----- SUPPLIED TEXT

Fat cat bonuses like Persimmon’s £100m are outrageous. Axe them | Stefan Stern

Legs and feet of financial CEOs standing in a line.
‘Most people in this closed, self-reinforcing system are themselves on very high pay.’ Photograph: Larry Downing/Reuters

It’s not every day that a housebuilder admits something has been badly designed. Even more unusual is the sight of not one but two senior company directors resigning on the grounds of their poor judgment. But the chair of Persimmon, Nicholas Wrigley, and his senior colleague, Jonathan Davie, chair of its remuneration committee, have both quit after acknowledging that the pay deal which will deliver more than £100m to the company’s chief executive, Jeff Fairburn, was flawed.

The mechanism which led to this cash bonanza is something called a long-term incentive plan, or LTIP, which was linked to the company’s share price. In the case of Persimmon, a LTIP drawn up in 2012 is set to shower more than £200m on the top three executives at the firm, and up to £800m in total for the company’s top 150 managers.

The company’s share price was £6.57 when the LTIP was signed off but stands at over £26 today. Ker-ching.

Was it commercial genius on the part of senior management that brought about this startling spike in value? Hardly. It had everything to do with the government’s help-to-buy loan scheme, launched in 2013, which has given an enormous boost to house prices and land values.

Not many people would regard a period of six years as truly representing the “long term”; you would hope any houses Persimmon built would stay up a bit longer than that. But not many ordinary people get to decide what level executive pay is set at. Institutional shareholders are told by company remuneration committees (or RemCos) what they propose to pay their top executives, usually on the advice of consultants.

The world of fat cat pay is full of myths. Big businesses are complicated, and the crucial work is done by thousands

Most people in this closed, self-reinforcing system are themselves on very high pay. They find these big numbers unremarkable, and are desensitised to how most of us react to them. Not surprisingly, businesses are by and large opposed to the idea of having representatives from the workforce involved in RemCo discussions.

----------

### EXERCISE INSTRUCTIONS
(1) Translate this sentence from the Persimmon pay article into French: "The company’s share price was £6.57 when the LTIP was signed off but stands at over £26 today."
(2) In the Persimmon pay article, what year was the government's help-to-buy loan scheme launched?
(3) List every person named in the Persimmon pay article, including the headline and the photo credit.

----- DATA SECTION

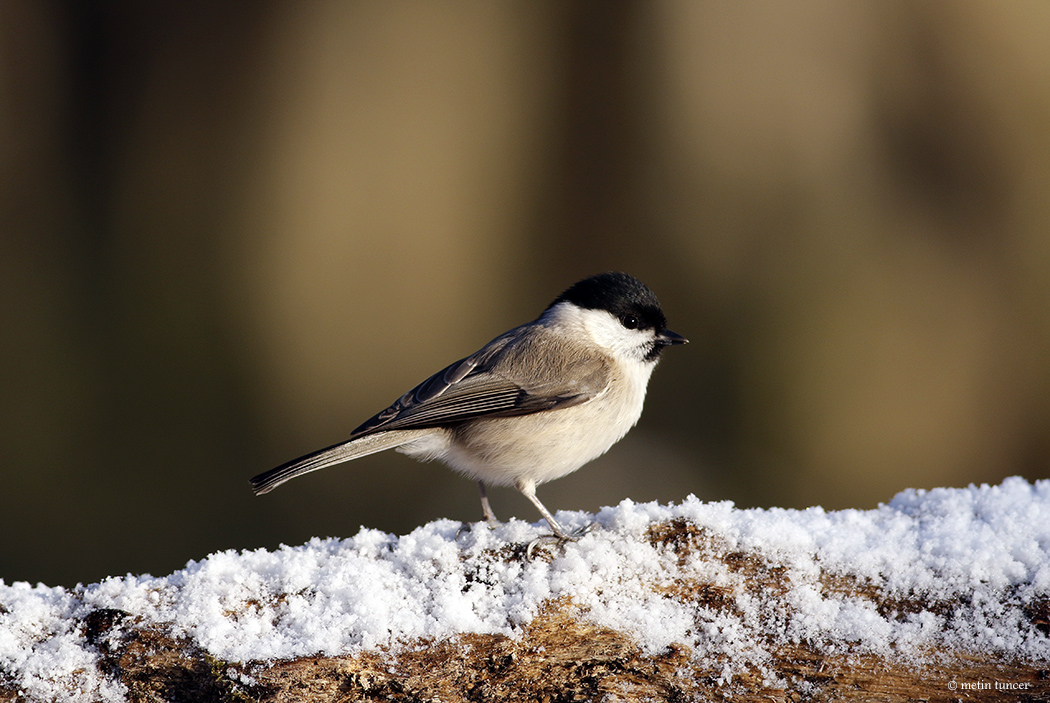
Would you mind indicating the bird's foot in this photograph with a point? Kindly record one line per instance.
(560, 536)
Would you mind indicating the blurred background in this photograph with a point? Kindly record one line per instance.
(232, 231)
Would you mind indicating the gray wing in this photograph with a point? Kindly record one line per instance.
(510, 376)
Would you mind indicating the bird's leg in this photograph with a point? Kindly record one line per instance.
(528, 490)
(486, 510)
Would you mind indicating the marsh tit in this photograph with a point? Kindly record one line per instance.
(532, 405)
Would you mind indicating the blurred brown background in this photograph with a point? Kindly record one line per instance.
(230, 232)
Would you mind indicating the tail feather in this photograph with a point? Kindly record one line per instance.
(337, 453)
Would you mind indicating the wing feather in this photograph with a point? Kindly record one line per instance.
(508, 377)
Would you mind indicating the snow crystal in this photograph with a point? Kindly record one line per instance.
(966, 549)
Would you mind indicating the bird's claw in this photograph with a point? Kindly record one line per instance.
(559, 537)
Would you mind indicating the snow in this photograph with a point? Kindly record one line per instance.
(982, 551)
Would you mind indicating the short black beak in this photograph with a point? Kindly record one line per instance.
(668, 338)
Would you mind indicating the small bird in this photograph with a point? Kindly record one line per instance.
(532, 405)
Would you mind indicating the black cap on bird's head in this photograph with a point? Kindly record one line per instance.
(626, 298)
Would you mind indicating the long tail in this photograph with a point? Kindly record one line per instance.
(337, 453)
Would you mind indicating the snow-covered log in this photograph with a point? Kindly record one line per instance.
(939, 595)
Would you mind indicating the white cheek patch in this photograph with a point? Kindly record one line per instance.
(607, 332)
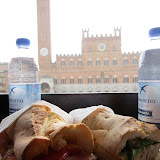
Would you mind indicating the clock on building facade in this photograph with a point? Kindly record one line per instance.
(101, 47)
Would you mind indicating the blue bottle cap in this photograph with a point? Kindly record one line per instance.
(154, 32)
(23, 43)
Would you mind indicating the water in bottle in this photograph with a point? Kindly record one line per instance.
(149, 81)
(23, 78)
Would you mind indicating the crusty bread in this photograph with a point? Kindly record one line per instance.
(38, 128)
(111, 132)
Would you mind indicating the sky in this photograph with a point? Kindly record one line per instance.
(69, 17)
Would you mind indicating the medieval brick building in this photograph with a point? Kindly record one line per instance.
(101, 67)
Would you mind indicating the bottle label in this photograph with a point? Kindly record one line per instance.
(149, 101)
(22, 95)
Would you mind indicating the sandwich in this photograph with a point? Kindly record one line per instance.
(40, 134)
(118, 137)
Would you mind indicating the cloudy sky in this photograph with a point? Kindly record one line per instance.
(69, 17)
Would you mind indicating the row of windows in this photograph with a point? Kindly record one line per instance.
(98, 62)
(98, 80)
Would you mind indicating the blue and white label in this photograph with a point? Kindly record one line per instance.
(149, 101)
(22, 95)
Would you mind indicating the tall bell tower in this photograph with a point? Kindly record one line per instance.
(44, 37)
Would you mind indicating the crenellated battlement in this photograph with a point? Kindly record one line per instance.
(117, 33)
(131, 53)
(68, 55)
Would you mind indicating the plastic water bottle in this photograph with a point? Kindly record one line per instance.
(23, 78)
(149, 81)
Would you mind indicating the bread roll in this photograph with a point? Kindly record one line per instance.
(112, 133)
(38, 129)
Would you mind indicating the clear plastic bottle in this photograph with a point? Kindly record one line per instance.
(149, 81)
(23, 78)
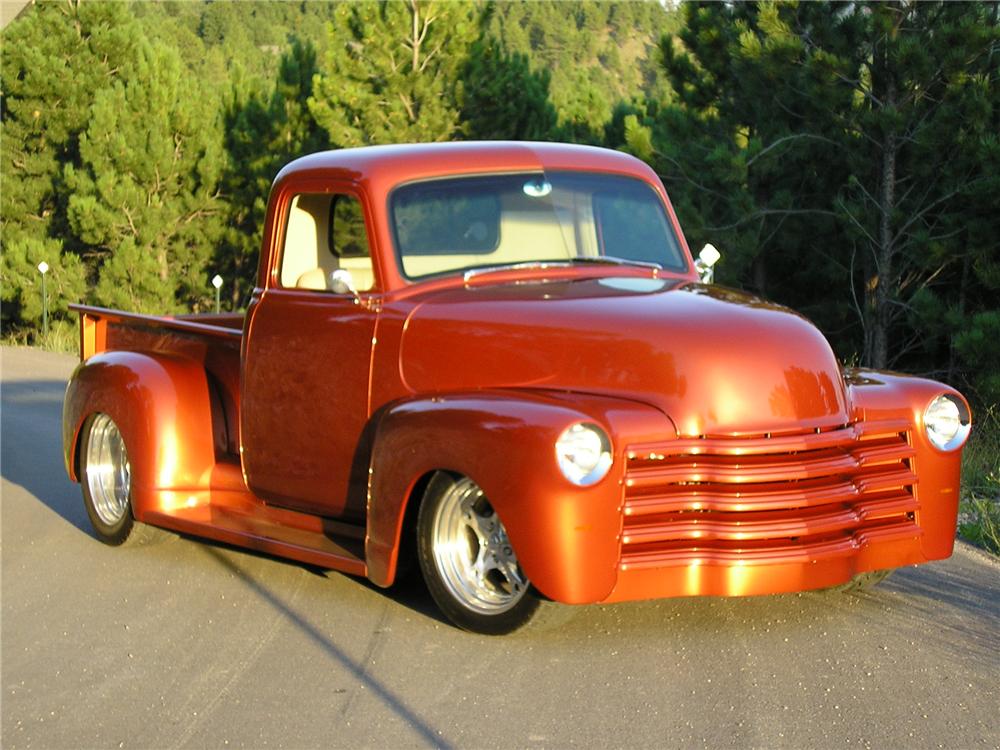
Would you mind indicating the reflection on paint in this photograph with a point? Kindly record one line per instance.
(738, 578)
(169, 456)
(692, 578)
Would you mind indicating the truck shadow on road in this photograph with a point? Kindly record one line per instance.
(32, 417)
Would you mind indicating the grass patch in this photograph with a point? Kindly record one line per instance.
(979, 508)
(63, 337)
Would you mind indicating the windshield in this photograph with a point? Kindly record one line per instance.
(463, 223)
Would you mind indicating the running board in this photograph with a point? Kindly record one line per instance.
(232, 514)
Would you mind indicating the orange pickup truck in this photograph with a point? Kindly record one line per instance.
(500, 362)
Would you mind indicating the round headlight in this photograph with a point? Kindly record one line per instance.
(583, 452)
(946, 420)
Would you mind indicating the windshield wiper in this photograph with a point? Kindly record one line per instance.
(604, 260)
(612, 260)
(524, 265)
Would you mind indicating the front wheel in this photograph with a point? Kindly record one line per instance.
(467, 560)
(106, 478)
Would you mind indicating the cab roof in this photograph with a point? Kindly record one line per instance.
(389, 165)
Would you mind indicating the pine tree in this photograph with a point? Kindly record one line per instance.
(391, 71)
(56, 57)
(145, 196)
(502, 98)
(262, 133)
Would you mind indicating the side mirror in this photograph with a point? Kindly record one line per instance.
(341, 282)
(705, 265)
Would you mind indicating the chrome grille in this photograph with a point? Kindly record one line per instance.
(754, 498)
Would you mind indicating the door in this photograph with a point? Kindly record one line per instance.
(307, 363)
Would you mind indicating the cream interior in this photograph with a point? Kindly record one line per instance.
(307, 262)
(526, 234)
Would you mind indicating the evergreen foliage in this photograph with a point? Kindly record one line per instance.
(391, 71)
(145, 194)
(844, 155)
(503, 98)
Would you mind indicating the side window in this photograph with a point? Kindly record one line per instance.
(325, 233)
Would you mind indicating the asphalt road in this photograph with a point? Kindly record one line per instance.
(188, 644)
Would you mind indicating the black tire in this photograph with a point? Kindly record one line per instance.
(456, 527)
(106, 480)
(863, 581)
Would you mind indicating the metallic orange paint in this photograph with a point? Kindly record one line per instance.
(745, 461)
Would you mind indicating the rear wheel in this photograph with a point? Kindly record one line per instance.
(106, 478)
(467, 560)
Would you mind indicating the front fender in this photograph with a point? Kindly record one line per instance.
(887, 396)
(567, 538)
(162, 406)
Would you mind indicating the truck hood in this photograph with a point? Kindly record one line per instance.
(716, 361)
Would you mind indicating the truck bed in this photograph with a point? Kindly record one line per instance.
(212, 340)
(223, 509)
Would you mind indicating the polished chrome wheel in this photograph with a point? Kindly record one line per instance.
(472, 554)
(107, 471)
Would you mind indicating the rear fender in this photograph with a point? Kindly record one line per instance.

----------

### OUTPUTS
(1) Le cours de l’action de l’entreprise était de 6,57 £ lorsque le LTIP a été approuvé, mais il dépasse aujourd’hui 26 £.

(2) 2013

(3)
Stefan Stern
Larry Downing
Nicholas Wrigley
Jonathan Davie
Jeff Fairburn